*Instructions for the task*
In the text below on grading American hardwood, how much does an inspector subtract to find the Standard Surfaced Thickness of lumber thicker than 1½ inch?

*Given text*
Understanding the grading of American hardwood

This article will continue to answer questions we have received from buyers throughout the world. If you have a question regarding the rules for grading American hardwood lumber, or if there is any other topic you would like to see in future articles pertaining to hardwoods from the US, write to india@americanhardwood.org

Sometimes we receive hardwood lumber from the United States that is not entirely flat. The lumber is kiln-dried, usually around 8-10% moisture content, and the grading seems accurate. Is there some kind of rule for these boards that are not flat?

Yes, there is an allowable tolerance for these pieces. When lumber is going through the drying process, first on sticks in the open air or pre-drier stage, then in the dry-kiln, stresses occur in the boards.

The lumber will shrink in volume by an average of around 7%, depending on the species and thickness. These stresses will also cause the lumber to ‘move around’ as water is being removed. This movement is the deviation you mention from a flat board.

The NHLA rule for this is covered in several paragraphs in the Rule Book. Firstly, in the definition of a ‘cutting’ it states: “In the grades of Selects and Better, the entire board must be flat enough to surface two sides to Standard Surfaced Thickness. In the Common grades, just the individual cutting must be flat enough to surface two sides to Standard Surfaced Thickness, after it has been removed from the board.”

To calculate what a rough-sawn board must ‘clean-up to’ (surface to), the NHLA rule for Standard Surfaced Thickness calls for an inspector to subtract 3/16 inch (4.76 mm) for any board 1½ inch thick (38 mm) or less.

For all lumber thicker than this, an inspector would subtract ¼ inch (6.35 mm) to calculate the Standard Surfaced Thickness. In addition to the lumber cleaning-up, some allowable skips, chips, or torn grain are permitted on the board as well.

In looking at the lumber you are purchasing, first the grade must be established. If the grade is Selects, FAS1Face, or FAS, the entire board must meet the criteria for surfacing to standard thickness for surfaced lumber.

*Information given*

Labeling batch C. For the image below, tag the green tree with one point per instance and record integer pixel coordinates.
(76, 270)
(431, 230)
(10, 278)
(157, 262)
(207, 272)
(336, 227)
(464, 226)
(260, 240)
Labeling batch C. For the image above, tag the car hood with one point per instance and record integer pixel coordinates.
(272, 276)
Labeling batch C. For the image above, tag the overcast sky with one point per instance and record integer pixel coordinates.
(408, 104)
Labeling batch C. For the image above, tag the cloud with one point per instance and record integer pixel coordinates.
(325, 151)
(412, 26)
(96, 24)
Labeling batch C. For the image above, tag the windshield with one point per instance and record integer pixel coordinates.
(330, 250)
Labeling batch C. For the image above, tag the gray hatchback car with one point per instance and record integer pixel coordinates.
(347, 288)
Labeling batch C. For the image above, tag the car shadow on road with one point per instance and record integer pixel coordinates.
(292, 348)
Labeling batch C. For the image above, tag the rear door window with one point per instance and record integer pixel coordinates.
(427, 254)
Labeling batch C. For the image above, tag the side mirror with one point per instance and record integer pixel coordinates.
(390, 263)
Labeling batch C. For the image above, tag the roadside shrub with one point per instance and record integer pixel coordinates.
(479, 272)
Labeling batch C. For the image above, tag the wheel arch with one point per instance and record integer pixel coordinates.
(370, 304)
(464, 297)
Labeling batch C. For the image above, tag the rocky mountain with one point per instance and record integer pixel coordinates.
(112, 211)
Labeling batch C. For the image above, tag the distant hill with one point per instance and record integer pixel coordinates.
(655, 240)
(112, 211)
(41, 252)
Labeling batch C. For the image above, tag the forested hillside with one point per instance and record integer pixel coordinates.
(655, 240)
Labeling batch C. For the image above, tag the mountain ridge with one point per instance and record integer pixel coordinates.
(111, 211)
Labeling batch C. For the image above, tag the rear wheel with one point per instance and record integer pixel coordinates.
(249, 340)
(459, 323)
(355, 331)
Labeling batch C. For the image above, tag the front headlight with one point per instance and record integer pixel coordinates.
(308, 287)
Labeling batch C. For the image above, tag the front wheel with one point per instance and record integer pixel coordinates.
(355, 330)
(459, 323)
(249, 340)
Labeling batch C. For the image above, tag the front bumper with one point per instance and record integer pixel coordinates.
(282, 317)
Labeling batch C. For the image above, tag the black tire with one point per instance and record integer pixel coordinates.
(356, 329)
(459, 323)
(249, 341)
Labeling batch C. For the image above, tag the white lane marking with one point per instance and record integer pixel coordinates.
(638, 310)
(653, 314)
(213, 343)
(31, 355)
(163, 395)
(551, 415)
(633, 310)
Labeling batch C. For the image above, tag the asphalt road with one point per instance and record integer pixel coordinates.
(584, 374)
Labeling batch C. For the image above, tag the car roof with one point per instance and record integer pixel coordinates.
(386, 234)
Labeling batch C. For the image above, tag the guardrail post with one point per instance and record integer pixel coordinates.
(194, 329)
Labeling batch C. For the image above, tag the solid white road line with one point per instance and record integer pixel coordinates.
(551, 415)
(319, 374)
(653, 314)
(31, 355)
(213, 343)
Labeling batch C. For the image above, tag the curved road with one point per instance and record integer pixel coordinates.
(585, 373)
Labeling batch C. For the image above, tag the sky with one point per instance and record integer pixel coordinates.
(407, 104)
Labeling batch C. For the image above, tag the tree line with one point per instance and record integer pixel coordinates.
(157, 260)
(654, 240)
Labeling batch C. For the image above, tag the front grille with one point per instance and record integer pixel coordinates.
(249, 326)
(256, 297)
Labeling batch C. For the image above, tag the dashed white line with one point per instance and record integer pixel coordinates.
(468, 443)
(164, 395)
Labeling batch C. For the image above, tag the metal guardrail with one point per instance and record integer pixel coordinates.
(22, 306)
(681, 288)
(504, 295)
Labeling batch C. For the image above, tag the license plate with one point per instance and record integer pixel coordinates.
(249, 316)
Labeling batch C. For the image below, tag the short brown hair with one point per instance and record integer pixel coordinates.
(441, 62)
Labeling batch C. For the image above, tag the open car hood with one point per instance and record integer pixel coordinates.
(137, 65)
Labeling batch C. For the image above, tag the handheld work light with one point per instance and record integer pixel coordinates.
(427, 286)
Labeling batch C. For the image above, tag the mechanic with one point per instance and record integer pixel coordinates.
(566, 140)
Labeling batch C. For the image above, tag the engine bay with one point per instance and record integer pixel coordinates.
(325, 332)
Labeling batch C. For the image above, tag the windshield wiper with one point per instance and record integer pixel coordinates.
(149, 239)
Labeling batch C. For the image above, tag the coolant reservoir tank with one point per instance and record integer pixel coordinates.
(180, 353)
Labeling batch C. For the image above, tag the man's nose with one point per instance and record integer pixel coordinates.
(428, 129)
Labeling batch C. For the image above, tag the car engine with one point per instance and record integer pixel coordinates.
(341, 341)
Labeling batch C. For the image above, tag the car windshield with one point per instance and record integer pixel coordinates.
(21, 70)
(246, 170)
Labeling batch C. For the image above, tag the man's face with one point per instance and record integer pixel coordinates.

*Task answer*
¼ inch (6.35 mm)